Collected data
________________________________________

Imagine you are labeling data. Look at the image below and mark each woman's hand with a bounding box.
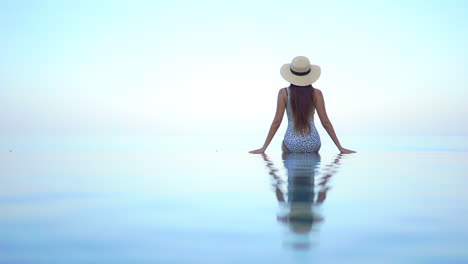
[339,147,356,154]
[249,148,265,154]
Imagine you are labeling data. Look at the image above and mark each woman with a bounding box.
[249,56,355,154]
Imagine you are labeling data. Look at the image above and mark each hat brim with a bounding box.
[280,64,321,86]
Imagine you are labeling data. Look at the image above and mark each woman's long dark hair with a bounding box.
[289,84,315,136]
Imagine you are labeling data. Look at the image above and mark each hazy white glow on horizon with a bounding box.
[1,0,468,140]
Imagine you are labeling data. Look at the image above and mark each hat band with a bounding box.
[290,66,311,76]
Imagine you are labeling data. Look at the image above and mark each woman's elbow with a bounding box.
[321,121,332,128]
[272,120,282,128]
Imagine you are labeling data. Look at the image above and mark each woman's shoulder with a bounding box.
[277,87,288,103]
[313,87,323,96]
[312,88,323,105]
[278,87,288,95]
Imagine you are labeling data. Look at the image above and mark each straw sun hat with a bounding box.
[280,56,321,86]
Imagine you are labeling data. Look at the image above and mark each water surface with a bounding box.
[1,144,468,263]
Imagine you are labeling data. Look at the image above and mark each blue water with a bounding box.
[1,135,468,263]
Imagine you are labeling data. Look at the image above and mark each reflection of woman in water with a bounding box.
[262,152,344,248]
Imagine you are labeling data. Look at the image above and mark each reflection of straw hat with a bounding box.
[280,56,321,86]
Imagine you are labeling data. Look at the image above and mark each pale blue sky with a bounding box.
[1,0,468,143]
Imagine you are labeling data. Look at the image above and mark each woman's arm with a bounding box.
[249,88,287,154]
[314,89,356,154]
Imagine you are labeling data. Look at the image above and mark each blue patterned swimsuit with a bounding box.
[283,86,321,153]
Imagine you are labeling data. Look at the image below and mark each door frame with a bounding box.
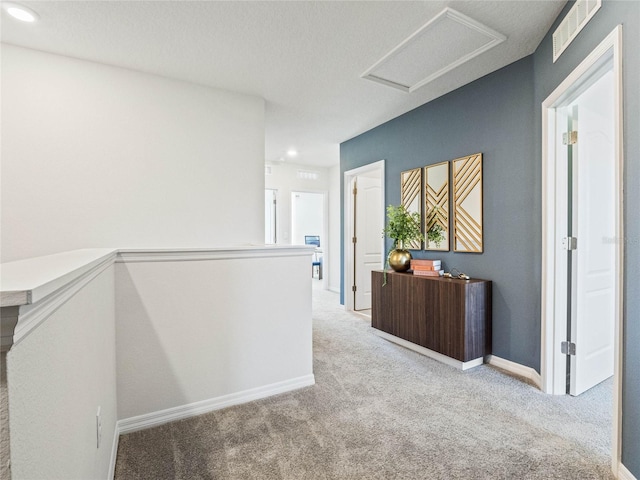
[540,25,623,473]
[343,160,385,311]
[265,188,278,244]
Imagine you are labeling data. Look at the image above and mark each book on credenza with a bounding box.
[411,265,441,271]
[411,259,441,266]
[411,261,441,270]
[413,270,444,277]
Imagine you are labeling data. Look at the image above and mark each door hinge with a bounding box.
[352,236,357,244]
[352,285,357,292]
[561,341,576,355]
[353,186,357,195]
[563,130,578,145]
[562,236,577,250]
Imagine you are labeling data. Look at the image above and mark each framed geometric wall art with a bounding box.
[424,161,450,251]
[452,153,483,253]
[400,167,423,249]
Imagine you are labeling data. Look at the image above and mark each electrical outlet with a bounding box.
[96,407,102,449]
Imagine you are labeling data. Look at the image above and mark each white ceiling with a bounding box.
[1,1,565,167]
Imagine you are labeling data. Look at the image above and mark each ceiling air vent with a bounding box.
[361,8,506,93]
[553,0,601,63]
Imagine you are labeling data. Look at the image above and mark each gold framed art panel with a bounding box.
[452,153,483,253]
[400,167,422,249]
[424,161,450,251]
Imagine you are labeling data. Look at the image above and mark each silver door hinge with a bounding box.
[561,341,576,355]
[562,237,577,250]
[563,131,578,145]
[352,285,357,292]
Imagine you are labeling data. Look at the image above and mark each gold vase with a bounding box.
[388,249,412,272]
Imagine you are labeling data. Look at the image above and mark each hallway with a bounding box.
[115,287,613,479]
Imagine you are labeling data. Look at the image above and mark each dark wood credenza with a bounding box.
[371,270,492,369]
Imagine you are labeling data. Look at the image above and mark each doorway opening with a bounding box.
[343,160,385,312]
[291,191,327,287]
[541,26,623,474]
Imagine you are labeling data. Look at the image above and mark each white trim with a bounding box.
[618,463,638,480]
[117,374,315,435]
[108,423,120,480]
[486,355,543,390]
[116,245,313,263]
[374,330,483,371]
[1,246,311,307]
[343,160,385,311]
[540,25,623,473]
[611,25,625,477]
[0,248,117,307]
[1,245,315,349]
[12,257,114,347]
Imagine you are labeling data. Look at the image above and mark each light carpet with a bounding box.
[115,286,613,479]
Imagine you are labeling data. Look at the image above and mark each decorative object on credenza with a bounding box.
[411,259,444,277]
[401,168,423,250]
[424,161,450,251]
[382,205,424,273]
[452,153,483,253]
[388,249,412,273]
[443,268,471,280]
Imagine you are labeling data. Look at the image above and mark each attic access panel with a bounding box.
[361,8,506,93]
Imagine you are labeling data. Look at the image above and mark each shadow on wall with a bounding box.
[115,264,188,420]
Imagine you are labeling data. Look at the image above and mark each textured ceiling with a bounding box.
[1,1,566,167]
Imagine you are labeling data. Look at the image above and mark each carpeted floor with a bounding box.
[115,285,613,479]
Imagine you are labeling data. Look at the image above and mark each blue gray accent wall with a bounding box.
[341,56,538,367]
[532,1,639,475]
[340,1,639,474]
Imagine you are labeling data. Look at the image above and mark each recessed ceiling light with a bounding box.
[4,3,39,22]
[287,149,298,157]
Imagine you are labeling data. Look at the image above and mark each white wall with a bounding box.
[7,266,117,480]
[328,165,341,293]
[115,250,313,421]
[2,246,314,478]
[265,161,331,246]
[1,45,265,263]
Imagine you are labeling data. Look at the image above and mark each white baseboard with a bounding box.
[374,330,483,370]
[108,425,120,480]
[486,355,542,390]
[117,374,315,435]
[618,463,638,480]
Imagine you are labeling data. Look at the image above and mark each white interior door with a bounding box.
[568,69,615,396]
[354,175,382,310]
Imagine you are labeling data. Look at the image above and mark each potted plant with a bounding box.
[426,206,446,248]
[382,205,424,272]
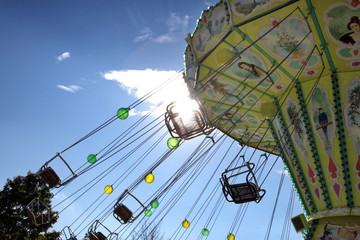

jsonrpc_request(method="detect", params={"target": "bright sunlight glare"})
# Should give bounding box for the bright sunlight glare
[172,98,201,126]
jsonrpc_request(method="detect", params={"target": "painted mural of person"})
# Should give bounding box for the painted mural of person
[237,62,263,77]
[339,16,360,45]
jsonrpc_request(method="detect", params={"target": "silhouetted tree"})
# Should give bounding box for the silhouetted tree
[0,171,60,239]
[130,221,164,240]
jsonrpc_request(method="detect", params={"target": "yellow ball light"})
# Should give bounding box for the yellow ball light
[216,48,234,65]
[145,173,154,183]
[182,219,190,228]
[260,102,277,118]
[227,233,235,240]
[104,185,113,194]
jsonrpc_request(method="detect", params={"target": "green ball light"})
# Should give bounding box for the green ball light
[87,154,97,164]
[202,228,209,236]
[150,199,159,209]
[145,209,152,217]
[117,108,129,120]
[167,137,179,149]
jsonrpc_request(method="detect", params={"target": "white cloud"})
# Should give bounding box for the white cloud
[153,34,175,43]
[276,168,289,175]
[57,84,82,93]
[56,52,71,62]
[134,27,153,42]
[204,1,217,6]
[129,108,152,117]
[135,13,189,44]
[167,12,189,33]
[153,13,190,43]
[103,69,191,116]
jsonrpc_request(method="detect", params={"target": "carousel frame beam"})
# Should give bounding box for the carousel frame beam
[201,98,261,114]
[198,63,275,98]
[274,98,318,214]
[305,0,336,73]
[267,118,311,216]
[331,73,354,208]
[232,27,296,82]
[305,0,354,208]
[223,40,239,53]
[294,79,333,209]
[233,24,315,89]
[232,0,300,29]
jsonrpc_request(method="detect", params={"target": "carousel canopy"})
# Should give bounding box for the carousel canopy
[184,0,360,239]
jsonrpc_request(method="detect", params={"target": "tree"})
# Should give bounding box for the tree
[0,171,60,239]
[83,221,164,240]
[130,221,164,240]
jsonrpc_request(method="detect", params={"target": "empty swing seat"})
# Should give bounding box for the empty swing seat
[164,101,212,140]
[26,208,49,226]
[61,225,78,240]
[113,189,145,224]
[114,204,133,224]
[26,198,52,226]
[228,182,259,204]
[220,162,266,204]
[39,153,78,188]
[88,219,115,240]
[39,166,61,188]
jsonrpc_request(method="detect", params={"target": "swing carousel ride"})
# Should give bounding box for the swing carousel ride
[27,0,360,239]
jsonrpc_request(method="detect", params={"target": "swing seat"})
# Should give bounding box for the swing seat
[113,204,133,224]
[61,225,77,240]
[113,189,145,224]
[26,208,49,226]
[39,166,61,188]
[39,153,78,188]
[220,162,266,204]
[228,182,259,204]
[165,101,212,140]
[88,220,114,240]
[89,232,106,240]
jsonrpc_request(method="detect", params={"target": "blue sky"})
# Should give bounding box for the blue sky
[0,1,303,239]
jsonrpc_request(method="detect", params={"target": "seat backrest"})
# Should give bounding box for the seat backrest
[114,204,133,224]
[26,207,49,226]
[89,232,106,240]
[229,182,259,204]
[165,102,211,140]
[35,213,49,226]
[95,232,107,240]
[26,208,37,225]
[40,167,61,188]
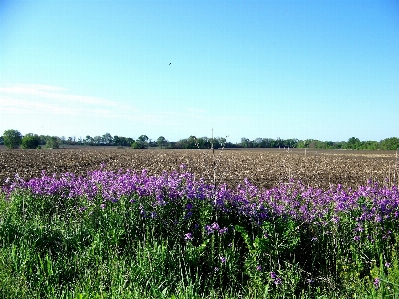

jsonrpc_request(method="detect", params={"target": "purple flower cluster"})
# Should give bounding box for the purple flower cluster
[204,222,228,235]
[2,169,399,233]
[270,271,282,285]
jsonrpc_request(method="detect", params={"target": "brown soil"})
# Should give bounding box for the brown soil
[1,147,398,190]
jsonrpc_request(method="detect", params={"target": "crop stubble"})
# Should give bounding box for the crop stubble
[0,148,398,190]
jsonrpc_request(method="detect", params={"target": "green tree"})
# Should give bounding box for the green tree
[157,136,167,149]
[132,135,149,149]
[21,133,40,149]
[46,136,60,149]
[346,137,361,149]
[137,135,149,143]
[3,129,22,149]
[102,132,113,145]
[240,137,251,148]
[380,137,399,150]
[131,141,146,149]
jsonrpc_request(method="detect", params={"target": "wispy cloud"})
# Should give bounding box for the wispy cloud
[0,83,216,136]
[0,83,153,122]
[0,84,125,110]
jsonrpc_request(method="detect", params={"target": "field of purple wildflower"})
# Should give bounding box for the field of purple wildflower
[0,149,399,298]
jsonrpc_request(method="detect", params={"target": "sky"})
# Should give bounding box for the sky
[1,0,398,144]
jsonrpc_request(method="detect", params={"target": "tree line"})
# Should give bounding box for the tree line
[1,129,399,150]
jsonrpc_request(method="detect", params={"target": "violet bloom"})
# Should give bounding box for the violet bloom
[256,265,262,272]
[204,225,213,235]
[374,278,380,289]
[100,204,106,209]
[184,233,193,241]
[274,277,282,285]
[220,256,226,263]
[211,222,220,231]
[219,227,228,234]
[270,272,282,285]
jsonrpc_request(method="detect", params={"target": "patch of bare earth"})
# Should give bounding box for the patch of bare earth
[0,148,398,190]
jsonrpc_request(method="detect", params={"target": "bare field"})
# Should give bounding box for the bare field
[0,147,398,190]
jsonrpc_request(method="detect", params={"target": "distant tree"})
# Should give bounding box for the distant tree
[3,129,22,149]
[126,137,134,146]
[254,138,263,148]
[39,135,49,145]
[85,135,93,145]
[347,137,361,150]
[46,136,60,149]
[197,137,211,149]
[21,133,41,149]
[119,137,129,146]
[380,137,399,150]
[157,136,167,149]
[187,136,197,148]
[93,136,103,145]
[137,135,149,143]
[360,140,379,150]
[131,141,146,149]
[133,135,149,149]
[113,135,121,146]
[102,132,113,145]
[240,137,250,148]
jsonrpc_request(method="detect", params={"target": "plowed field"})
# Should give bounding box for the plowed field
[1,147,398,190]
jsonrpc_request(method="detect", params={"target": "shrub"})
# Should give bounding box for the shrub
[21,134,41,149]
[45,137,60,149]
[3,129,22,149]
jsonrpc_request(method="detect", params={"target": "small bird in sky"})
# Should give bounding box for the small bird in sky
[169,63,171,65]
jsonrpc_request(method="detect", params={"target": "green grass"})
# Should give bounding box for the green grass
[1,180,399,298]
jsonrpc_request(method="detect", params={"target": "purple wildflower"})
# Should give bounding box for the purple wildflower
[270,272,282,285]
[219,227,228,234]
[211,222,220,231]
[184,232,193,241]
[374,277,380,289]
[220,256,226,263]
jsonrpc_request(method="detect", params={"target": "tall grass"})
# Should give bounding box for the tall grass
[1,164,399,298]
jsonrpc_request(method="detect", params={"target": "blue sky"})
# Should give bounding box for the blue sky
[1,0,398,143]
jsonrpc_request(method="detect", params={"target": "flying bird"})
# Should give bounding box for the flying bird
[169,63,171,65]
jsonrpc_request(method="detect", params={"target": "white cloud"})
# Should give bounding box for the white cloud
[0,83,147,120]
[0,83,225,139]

________________________________________

§ **The task**
Write out word for word every line from the one containing "# Should give bounding box for the purple wildflower" through the last line of the data, and no other line.

§ **Written solution**
# Should give bounding box for the purple wildflower
[270,272,282,285]
[219,227,228,234]
[211,222,220,231]
[184,232,193,241]
[374,277,380,289]
[220,256,226,263]
jsonrpc_request(method="detect", params={"target": "tall grass"})
# Should give bounding box for the tall grass
[1,164,399,298]
jsonrpc_request(method="detect", params={"target": "blue sky"})
# Should give bounding box for the blue sky
[1,0,398,143]
jsonrpc_request(method="detect", params={"target": "flying bird"})
# Should give bounding box for the flying bird
[169,63,171,65]
jsonrpc_request(method="detect", params={"target": "white cloud"})
# Should give bounding box for the white cloud
[0,83,147,120]
[0,83,225,139]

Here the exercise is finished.